REQUEST 1:
Format the rows below as a Markdown table with two columns, Line and Text. Start at the first line of the rows, end at the line containing "(13, 185), (161, 236)", and skip blank lines.

DOCUMENT SEGMENT:
— Begin —
In collaboration, someone will always have more expertise than you in one or another aspect of the task you are working on together. If you have a knee-jerk defense or know-it-all reaction, how helpful is that? Somehow, being a smart kid didn't necessarily equip us for learning from our teammates. Unless we focus on it, we may not even recognize we are creating a less than optimal space for learning.

Learning about our behavior and the choices we have moment-to-moment is as present as air and often as invisible.

Being a learner means being willing to be open about the trials and errors along the way. Learning as a communicator means seeking out coaching from peers, a professional coach, or a mentor. We do NOT know the impact of our behavior without feedback from others.

When a leader is willing to learn openly, and can receive feedback authentically and graciously, he or she is demonstrating true leadership. Role modeling is the most powerful form of permission for others to be open about their learning as well.
— End —
REQUEST 2:
List every source of coaching that the passage on learning in collaboration names.

DATA PROVIDED:
— Begin —
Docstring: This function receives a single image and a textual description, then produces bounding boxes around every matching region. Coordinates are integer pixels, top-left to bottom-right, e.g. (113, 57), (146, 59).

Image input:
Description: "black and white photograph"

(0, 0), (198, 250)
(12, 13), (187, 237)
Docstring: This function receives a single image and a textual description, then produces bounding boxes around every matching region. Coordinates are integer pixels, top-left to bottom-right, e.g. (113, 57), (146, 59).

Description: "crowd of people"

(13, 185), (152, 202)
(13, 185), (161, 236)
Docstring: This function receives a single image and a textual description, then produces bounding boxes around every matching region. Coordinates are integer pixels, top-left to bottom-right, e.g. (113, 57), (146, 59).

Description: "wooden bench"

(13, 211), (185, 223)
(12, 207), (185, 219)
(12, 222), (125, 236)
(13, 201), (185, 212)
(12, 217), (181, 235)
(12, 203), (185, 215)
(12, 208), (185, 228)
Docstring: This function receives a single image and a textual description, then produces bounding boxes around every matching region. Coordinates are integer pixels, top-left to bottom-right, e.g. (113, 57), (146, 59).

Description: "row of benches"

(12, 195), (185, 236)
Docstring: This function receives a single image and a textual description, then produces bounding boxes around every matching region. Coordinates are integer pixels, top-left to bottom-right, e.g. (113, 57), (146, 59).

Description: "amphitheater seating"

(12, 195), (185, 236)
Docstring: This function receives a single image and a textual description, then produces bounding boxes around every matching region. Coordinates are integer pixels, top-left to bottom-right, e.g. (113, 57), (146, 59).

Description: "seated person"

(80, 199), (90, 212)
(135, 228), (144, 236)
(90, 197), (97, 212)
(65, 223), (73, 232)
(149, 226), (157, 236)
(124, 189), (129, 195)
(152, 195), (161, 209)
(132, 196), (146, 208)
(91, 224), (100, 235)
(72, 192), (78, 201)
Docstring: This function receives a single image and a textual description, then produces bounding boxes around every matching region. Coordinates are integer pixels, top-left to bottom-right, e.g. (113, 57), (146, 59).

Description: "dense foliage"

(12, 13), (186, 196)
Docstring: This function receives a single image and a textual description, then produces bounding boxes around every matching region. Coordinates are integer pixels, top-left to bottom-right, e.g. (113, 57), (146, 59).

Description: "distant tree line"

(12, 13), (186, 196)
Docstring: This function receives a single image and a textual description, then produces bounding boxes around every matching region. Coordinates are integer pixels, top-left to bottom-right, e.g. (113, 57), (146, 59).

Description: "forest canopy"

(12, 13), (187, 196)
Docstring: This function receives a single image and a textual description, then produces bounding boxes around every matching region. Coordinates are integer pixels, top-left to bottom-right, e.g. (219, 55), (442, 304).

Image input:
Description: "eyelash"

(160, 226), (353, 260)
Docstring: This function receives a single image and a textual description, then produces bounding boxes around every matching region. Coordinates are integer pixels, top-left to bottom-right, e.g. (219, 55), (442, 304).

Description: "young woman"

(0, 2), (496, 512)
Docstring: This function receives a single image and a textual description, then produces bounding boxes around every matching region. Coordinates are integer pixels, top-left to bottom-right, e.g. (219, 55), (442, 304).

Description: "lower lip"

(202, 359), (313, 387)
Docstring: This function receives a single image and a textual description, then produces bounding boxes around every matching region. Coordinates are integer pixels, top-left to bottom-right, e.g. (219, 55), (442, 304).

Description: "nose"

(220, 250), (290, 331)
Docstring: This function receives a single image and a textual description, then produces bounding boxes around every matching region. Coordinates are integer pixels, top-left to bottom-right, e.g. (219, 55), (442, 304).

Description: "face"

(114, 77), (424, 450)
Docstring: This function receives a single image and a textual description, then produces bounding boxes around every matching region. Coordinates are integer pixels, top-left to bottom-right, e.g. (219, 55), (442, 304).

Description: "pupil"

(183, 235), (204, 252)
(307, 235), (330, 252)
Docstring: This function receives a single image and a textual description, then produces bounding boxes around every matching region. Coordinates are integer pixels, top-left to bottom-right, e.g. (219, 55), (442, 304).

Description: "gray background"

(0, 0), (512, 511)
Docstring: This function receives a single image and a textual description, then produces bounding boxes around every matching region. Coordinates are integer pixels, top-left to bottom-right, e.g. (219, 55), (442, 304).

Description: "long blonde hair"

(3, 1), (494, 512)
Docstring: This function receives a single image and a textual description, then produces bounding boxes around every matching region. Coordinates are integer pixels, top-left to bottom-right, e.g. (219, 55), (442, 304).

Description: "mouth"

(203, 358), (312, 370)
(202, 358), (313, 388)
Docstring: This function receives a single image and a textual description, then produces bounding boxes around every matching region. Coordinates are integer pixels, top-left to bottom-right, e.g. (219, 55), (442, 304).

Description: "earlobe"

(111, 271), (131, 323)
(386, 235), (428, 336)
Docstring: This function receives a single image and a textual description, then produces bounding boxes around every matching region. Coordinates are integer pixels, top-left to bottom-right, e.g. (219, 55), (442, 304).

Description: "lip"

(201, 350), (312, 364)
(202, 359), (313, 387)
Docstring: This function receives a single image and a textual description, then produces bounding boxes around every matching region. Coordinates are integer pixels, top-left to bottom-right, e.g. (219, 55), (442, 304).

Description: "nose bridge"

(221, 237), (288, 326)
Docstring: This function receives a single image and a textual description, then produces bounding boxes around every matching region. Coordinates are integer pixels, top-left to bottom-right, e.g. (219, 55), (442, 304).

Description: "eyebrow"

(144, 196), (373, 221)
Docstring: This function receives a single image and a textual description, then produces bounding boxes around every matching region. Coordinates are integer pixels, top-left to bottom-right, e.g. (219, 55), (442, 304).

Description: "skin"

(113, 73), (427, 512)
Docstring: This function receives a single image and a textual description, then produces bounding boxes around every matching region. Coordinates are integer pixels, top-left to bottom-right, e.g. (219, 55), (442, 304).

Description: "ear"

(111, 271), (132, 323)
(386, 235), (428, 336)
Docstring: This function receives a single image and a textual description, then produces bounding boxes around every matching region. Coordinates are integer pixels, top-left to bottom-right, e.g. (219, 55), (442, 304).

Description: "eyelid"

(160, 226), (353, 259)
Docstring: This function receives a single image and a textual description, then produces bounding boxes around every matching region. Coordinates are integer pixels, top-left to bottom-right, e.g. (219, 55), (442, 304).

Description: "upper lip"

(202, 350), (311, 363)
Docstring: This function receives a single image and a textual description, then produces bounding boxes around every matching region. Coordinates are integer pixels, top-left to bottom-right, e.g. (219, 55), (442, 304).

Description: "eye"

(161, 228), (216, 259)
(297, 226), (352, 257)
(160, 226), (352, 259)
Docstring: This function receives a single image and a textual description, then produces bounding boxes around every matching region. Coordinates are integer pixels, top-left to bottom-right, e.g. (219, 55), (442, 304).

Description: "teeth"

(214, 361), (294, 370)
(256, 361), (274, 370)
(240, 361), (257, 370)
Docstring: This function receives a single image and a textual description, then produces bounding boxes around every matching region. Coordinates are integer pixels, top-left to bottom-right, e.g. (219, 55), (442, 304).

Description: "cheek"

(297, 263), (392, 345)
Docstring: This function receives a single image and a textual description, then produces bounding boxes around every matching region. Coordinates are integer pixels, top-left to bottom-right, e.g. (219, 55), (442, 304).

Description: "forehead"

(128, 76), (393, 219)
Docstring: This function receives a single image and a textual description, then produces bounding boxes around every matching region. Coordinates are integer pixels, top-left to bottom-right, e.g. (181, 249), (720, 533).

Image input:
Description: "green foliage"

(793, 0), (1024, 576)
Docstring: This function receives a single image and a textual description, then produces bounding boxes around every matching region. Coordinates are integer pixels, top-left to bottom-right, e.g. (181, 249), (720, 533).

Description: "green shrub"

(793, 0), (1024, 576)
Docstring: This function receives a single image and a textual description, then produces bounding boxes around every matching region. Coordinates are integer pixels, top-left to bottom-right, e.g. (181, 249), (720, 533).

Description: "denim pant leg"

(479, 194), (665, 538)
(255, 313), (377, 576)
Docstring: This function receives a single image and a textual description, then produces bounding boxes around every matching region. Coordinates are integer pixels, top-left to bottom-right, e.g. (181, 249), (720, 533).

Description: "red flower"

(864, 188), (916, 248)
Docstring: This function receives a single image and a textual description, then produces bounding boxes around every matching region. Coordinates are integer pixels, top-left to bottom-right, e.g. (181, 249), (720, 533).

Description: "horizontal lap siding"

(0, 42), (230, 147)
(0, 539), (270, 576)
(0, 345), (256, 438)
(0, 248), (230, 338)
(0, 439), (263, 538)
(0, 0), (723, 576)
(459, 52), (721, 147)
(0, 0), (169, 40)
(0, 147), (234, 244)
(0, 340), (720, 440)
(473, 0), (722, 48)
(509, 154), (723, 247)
— End —
FINAL RESULT 1:
| Line | Text |
|---|---|
| 1 | Docstring: This function receives a single image and a textual description, then produces bounding boxes around every matching region. Coordinates are integer pixels, top-left to bottom-right, e.g. (113, 57), (146, 59). |
| 2 | Image input: |
| 3 | Description: "black and white photograph" |
| 4 | (0, 0), (198, 250) |
| 5 | (12, 13), (187, 237) |
| 6 | Docstring: This function receives a single image and a textual description, then produces bounding boxes around every matching region. Coordinates are integer pixels, top-left to bottom-right, e.g. (113, 57), (146, 59). |
| 7 | Description: "crowd of people" |
| 8 | (13, 185), (152, 202) |
| 9 | (13, 185), (161, 236) |

FINAL RESULT 2:
- peers
- a professional coach
- a mentor